(Materials provided)
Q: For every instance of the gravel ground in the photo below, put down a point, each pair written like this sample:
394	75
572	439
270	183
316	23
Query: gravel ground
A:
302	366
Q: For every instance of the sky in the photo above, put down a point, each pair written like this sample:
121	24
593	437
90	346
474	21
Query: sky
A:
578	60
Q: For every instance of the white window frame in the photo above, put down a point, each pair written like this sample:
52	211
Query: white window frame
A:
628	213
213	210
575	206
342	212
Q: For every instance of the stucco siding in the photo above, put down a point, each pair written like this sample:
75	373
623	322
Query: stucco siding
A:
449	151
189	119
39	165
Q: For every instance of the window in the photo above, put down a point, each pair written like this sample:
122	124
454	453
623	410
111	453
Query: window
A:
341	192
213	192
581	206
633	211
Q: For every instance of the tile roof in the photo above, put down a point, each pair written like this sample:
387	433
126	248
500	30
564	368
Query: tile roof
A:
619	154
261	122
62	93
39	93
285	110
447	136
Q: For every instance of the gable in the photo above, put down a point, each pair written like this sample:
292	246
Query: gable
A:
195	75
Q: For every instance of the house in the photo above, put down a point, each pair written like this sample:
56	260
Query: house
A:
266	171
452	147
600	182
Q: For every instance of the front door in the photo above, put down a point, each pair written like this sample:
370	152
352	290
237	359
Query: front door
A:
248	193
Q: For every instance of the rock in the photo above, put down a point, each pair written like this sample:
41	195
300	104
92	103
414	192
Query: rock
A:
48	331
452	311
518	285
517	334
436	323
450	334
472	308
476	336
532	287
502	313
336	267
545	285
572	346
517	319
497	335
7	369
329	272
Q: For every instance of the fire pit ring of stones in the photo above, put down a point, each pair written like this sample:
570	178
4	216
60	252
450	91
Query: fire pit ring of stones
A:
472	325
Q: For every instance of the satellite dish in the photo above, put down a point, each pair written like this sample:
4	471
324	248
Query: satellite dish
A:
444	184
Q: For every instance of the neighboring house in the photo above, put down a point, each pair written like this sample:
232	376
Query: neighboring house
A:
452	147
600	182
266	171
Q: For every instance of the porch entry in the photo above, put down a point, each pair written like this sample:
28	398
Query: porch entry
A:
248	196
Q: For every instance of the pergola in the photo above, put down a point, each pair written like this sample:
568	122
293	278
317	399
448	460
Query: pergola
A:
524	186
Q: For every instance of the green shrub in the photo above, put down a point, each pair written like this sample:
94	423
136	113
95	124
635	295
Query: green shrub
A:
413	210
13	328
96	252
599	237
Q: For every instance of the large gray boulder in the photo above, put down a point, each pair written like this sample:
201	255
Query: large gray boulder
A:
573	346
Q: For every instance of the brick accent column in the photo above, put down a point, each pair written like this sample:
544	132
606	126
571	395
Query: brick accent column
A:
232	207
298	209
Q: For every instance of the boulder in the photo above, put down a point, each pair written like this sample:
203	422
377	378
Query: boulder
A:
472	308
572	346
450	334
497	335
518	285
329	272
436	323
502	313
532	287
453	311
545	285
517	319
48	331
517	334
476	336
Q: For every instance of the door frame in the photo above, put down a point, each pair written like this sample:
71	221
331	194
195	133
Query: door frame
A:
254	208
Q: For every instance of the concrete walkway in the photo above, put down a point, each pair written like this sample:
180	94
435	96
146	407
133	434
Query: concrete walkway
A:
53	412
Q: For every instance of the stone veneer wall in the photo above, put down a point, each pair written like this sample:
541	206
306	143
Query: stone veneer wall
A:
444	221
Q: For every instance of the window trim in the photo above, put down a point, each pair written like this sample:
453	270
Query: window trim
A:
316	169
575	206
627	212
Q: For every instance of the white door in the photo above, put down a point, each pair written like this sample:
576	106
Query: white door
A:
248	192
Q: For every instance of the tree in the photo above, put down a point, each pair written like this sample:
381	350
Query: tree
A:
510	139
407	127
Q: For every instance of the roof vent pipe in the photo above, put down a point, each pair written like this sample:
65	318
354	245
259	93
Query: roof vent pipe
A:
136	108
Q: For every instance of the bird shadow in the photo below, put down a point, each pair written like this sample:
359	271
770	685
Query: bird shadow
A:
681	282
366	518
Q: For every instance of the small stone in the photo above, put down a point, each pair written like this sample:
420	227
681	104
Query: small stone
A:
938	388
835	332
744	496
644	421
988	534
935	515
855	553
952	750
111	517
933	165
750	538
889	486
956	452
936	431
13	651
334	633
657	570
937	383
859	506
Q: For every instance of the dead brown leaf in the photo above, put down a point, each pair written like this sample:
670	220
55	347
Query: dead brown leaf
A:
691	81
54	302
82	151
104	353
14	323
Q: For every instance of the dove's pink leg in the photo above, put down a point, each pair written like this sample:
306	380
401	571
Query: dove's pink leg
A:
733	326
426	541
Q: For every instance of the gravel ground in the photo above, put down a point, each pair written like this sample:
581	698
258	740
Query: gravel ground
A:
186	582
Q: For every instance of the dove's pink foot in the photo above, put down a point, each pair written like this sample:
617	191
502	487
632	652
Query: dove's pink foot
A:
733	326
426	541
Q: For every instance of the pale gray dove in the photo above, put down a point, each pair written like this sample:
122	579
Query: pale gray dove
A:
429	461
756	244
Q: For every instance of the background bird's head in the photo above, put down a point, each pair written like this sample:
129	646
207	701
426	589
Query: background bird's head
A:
(End Materials provided)
### Required work
Each entry shown above should be transcribed exactly as written.

### Worked solution
Q: For every instance of the gravel ground in the photo below, put down a point, each pair written like this sample:
394	75
572	439
270	183
316	23
Query: gravel ground
A:
302	366
Q: For every instance of the sky in the photo above, put down a point, each pair written like this sample:
121	24
593	437
90	346
474	21
Query: sky
A:
578	60
Q: For every instance of the white window frame in the photo above, put down a point, each pair written like this sample:
52	211
Query: white window frame
A:
628	213
213	210
575	206
342	212
Q: For every instance of the stucco siding in the photo above, put down a point, each pair written like this sample:
75	373
623	322
Query: stucco siding
A:
449	151
189	119
39	165
Q: For every instance of the window in the photo above, put down a point, each pair written like this sample:
122	124
454	453
623	410
111	453
Query: window
A:
341	192
213	192
581	206
633	211
Q: For every instance of the tile roof in the photo above, put down a point, each pair written like this sample:
387	433
126	248
500	30
564	368
Query: tile roof
A:
619	154
261	122
62	93
39	93
285	110
447	136
Q: For every instance of the gable in the photo above, put down a point, each pair written like this sample:
292	246
Query: gable
A:
195	75
Q: For every instance of the house in the photo above, put down a point, each pair written like this sample:
56	260
Query: house
A:
266	171
452	147
600	182
Q: For every instance of the front door in the photo above, put down a point, each pair written like this sample:
370	152
352	290
237	359
Query: front door
A:
248	193
Q: For every instance of the rock in the photo above, put down a point, each pair written like this sample:
41	195
300	104
92	103
414	192
Query: rock
A:
48	331
452	311
518	285
517	334
436	323
450	334
472	308
476	336
532	287
502	313
336	267
545	285
572	346
517	319
497	335
7	369
329	272
Q: For every instance of the fire pit ring of stones in the photo above, put down a point, each pair written like this sample:
570	178
4	216
60	252
450	91
Query: fire pit ring of stones
A:
472	325
Q: For every instance of the satellite dish in the photo above, put down a point, each pair written like this sample:
4	471
324	248
Query: satellite dish
A:
444	184
Q: For every instance of the neighboring house in the photo above, put down a point, each pair written like this sample:
232	376
Query: neighboring house
A:
452	147
600	182
266	171
Q: For every instance of the porch entry in the photo above, put down a point, each pair written like this sample:
28	398
Query: porch entry
A:
248	196
Q: For every instance of the pergola in the photo above, put down a point, each pair written like this sample:
568	122
293	278
317	399
448	460
Query: pergola
A:
524	186
Q: For every instance of the green shrub in the photo above, put down a point, each pair written like this sample:
94	423
136	113
95	124
635	295
Query: green shrub
A:
413	210
13	328
96	252
599	237
Q: For every instance of the large gray boulder in the photo above, put down a point, each pair written like this sample:
201	255
Query: large gray boulder
A:
573	346
Q: For every instance of the brick accent column in the photo above, put down a point, each pair written like this sample:
544	132
606	126
571	395
Query: brick accent column
A:
232	207
298	209
Q: For every instance of the boulder in the photo above, put down a point, each pair written like this sample:
203	422
377	378
Query: boulder
A:
472	308
572	346
450	334
497	335
518	285
329	272
436	323
502	313
532	287
453	311
545	285
517	319
48	331
517	334
476	336
Q: For every instance of the door frame in the photo above, put down a point, each pair written like this sample:
71	221
331	194
195	133
Query: door frame
A:
254	208
Q: For every instance of the concrete walkway in the photo above, put down a point, each pair written like this sample:
180	94
435	96
146	407
133	434
Query: concrete walkway
A:
53	412
Q: For every instance of the stone veneer wall in the photo above, put down a point, each pair written like this sample:
541	206
306	143
Query: stone veneer wall
A:
444	221
Q: For every instance of the window trim in the photo above, put down a point, each pair written like this sample:
453	270
Query: window trim
A:
316	169
575	206
627	212
Q: For every instance of the white door in the photo above, put down a point, each pair written like this sample:
576	106
Query: white door
A:
248	192
Q: For every instance of the tree in the photo above, put down a point, each pair written like this sample:
381	350
Query: tree
A:
510	139
407	127
Q: For every instance of the roof vent pipe in the photo above, put down a point, each pair written like this sample:
65	318
354	245
259	93
Query: roof vent pipe
A:
136	108
Q: For every instance of the bird shadow in the photo below, put down a point, each pair written like this sample:
359	271
770	685
Query: bird shadow
A:
681	282
366	518
Q: For every instance of the small stone in the photo above, put down a point, each pair written like this sample:
420	227
681	104
Query: small stone
A:
938	388
835	332
744	496
644	421
988	534
935	515
855	553
952	750
111	517
933	165
750	538
889	486
956	452
936	431
13	651
334	633
657	570
937	383
859	506
Q: For every instance of the dead brown leaf in the photo above, put down a point, each pair written like this sample:
670	220
55	347
Query: dead brown leaf
A:
691	81
54	302
82	151
104	353
14	323
Q: For every instance of the dove's pink leg in the photo above, put down a point, each pair written like this sample:
306	380
401	571
Query: dove's pink leg
A:
733	326
426	541
Q: For every instance of the gravel ground in the photo above, put down a point, each pair written like this sample:
581	698
258	740
Query: gravel ground
A:
186	582
Q: For every instance of the dove's pink foot in the photo above, put down a point, each pair written like this sample:
617	191
502	487
632	652
Query: dove's pink foot
A:
733	326
426	541
Q: For every instance of the pale gray dove in the photo above, put down a point, each pair written like this sample:
122	579
Query: pale gray dove
A:
429	461
756	244
Q: For every instance of the background bird's head in the photo above, put down a point, each pair written like this sample:
129	646
207	701
426	589
Query: background bird's head
A:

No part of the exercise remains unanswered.